# australians living in Thailand



## guyza101 (Jun 24, 2015)

Hi all, just wanting to make contact with Australians living in Thailand and wanting info on claiming super etc whilst retired in Thailand. Would very much like to set up my future with the aim to retire in Thailand. not sure where to start with buying or setting up a business as a income or property to live in......


----------



## Asian Spirit (Mar 1, 2010)

guyza101 said:


> Hi all, just wanting to make contact with Australians living in Thailand and wanting info on claiming super etc whilst retired in Thailand. Would very much like to set up my future with the aim to retire in Thailand. not sure where to start with buying or setting up a business as a income or property to live in......


Howdy and welcome to the forum. The Thailand page can be a little slow but hopefully you'll get the information that you are needing.


Regards

Jet Lag


----------



## guyza101 (Jun 24, 2015)

Thanks Jet lag...heres hoping


----------



## roadie7 (Jun 18, 2015)

All the best Guyza. I'm planning retire to Thailand when I finish work later this year. So I have plenty to learn also. I live in the tropics of Townsville so I won't need much adapting to the weather than you have too. A great adventure to look forward too.


----------



## Asian Spirit (Mar 1, 2010)

*Small World*



roadie7 said:


> All the best Guyza. I'm planning retire to Thailand when I finish work later this year. So I have plenty to learn also. I live in the tropics of Townsville so I won't need much adapting to the weather than you have too. A great adventure to look forward too.


Hi Rodie7 and welcome,,, Sure a small world. A close friend of ours (George Brand) from Collinsville would come here to the Philippines for many years and had built a retirement home close to Legaspi, down South of Manila.

If ya don't find what you're lookin' for with a move to Thailand, try here in the Philippines. Kind of the same and a lot less expensive


----------



## roadie7 (Jun 18, 2015)

Thanks, I'm surprised you say Philipines is cheaper. I would have guessed they would be similar


----------



## Asian Spirit (Mar 1, 2010)

**Problems and tasks:**
A – From the thread on retiring in Thailand, extract the passage starting with "Hi Rodie7 and" and going on through "South of Manila.".
B – Extend the thread on retiring in Thailand, picking up from the point where it stops.

Dataset excerpts on object pointing:
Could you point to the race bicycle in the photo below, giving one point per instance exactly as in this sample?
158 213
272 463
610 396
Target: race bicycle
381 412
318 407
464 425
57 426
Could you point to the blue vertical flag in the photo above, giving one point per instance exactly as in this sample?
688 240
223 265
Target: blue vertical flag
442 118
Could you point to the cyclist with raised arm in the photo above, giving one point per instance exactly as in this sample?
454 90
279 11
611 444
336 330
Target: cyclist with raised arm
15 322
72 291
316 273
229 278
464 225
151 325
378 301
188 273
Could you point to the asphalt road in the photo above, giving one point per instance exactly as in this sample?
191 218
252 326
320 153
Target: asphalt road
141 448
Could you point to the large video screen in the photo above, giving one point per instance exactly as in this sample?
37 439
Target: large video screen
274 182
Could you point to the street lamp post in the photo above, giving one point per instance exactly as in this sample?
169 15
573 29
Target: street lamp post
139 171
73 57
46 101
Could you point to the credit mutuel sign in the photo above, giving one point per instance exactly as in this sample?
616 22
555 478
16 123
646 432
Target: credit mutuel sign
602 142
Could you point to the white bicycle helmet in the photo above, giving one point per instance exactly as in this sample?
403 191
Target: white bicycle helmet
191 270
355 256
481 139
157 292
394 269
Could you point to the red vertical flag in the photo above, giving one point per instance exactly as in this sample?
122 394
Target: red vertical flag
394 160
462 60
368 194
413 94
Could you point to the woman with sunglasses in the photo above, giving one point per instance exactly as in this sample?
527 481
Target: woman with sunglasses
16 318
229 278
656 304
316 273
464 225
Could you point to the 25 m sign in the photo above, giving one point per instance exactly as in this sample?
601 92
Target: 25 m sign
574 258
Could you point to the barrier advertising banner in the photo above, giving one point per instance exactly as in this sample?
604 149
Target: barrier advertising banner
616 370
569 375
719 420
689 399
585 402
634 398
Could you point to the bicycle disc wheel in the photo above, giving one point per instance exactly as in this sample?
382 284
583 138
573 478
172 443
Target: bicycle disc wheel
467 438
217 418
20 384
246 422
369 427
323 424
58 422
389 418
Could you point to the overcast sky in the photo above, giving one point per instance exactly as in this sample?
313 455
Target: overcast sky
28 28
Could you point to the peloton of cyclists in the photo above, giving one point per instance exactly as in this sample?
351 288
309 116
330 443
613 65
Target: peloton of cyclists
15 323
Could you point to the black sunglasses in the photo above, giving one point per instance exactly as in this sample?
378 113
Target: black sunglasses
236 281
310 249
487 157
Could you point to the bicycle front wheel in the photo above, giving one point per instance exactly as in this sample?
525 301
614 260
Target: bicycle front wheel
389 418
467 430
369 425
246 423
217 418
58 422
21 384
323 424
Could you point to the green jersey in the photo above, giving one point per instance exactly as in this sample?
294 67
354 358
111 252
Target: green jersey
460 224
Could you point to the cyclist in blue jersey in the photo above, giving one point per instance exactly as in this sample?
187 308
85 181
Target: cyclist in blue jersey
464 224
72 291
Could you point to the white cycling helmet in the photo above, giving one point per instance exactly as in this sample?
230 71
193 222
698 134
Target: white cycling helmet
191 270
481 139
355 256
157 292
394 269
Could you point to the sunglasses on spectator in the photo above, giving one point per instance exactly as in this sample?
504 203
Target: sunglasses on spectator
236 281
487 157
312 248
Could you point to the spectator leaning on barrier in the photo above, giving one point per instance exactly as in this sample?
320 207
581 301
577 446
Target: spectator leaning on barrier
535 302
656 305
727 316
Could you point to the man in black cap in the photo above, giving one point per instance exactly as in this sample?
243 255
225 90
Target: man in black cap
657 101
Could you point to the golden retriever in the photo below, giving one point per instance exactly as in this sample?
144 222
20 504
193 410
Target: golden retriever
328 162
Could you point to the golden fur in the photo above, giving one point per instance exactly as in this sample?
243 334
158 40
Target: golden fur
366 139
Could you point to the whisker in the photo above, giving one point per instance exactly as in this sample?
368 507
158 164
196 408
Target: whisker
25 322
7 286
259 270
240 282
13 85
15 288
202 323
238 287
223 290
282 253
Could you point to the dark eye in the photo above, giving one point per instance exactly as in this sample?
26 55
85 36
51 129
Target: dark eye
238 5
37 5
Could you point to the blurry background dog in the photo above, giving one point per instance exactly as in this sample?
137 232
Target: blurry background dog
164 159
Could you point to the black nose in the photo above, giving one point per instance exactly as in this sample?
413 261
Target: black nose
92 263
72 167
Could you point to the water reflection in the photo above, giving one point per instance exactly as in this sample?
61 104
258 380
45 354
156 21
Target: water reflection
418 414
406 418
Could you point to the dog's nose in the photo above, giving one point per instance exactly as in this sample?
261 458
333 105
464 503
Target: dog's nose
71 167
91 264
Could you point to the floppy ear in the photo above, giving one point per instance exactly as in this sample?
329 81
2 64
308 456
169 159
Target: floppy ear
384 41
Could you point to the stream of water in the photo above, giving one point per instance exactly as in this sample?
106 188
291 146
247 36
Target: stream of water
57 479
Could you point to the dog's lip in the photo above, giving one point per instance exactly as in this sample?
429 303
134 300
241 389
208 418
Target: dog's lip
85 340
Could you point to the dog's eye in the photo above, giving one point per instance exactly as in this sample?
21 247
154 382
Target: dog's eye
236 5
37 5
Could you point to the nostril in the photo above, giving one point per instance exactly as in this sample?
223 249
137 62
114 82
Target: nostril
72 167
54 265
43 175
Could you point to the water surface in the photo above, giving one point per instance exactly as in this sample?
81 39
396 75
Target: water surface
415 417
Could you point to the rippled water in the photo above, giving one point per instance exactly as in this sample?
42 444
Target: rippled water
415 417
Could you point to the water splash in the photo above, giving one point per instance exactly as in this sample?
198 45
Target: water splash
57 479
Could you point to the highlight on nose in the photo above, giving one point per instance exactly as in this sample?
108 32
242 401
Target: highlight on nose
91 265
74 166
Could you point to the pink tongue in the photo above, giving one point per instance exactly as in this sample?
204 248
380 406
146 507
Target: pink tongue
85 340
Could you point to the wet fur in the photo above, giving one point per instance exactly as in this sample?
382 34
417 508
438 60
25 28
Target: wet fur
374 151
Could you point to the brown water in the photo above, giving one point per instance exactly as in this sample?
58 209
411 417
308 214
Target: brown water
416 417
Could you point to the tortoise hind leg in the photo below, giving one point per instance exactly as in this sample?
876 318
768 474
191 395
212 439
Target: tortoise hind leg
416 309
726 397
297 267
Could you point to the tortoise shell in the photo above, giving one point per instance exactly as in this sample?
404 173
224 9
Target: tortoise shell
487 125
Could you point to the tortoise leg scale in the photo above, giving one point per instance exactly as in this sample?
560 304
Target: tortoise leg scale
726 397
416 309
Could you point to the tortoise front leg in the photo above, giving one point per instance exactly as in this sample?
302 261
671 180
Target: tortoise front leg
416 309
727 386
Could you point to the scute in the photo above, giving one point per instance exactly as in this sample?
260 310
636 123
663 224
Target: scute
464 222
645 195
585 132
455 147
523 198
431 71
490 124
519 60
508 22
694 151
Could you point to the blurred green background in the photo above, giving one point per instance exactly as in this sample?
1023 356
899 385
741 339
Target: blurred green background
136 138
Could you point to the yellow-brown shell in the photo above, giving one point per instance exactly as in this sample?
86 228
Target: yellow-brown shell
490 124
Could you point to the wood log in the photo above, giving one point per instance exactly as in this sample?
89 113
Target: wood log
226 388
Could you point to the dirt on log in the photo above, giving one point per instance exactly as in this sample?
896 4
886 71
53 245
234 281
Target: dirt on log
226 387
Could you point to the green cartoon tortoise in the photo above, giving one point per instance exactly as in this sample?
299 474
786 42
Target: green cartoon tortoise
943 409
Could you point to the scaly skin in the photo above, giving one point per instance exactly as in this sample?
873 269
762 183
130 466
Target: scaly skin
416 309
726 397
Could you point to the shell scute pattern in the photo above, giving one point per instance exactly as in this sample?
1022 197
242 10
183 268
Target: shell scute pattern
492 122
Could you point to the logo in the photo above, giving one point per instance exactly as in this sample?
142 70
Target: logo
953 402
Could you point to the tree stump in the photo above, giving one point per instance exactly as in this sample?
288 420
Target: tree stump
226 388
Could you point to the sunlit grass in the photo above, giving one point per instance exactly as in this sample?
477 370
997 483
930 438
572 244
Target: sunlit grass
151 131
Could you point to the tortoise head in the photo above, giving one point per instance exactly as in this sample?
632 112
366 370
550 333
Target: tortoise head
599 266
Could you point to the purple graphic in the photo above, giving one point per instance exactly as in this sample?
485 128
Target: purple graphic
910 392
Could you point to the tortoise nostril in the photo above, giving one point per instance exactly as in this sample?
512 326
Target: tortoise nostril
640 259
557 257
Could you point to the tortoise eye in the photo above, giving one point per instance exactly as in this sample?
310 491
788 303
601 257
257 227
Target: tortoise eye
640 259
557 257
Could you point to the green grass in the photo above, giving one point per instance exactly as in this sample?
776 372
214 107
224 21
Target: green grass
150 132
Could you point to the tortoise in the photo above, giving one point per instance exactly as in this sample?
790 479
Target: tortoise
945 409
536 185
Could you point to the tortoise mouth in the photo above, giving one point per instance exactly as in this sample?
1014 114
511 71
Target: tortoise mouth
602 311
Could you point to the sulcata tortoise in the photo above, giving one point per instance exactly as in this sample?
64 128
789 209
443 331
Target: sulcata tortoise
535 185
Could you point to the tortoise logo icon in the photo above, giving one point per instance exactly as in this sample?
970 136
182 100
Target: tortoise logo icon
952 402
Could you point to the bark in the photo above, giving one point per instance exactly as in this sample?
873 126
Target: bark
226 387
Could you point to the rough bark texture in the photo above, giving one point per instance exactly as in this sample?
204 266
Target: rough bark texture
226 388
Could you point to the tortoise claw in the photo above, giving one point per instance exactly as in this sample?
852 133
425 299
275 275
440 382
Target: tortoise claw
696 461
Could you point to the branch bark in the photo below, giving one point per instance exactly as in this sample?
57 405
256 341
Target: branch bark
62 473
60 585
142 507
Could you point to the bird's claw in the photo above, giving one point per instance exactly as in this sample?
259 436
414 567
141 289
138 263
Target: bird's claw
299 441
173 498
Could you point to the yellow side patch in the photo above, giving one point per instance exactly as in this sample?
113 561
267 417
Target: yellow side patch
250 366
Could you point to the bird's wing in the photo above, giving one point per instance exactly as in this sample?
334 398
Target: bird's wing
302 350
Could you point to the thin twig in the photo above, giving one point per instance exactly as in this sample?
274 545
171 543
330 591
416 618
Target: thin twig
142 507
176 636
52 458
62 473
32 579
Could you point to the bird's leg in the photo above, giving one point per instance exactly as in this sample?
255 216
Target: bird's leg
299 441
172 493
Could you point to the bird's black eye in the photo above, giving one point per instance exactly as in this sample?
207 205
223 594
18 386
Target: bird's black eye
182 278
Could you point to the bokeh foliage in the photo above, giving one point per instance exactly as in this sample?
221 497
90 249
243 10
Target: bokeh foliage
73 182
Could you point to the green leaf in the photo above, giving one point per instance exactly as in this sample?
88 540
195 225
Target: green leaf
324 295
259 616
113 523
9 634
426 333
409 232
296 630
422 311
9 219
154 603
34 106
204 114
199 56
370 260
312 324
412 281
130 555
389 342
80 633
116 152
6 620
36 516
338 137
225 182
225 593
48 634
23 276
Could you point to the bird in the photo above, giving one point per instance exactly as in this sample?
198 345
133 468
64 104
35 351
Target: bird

**In response:**
A –
Hi Rodie7 and welcome,,, Sure a small world. A close friend of ours (George Brand) from Collinsville would come here to the Philippines for many years and had built a retirement home close to Legaspi, down South of Manila.

B –
roadie7 said:


> Thanks, I'm surprised you say Philipines is cheaper. I would have guessed they would be similar


Yea, the overall cost of living (except electric power) is far lower. However, it is more underdeveloped but still has a lifestyle that is good for retirement. Even has some of the best Aussie steaks and other foods. Even English bangers and the like depending on location.


----------



## roadie7 (Jun 18, 2015)

I'm a vegetarian so that's not much incentive. What about retirement visas or do you do border runs all the time?


----------



## Asian Spirit (Mar 1, 2010)

roadie7 said:


> I'm a vegetarian so that's not much incentive. What about retirement visas or do you do border runs all the time?


Good Morning,

Yes they offer retirement visas but I have no usable information on it and it quite expensive. I'm living in the Philippines as a married, permanent resident so no retirement visa needed.

Easiest way to stay here long term is to simply renew your visitors visa every two months. At the end of two years you need to exit the country (visa run) and return the next day. Least expensive is usually to fly from Clark (Angeles City) or from Manila to Hong Kong and return the next day to start the process over again.
Here on Expat Forum, go to the Philippines Page and spend some time reading posts on that subject or ask questions. Many members there and most all willing to help all they can.



Jet Lag..


----------



## roadie7 (Jun 18, 2015)

Thanks for the info. I'll check it out.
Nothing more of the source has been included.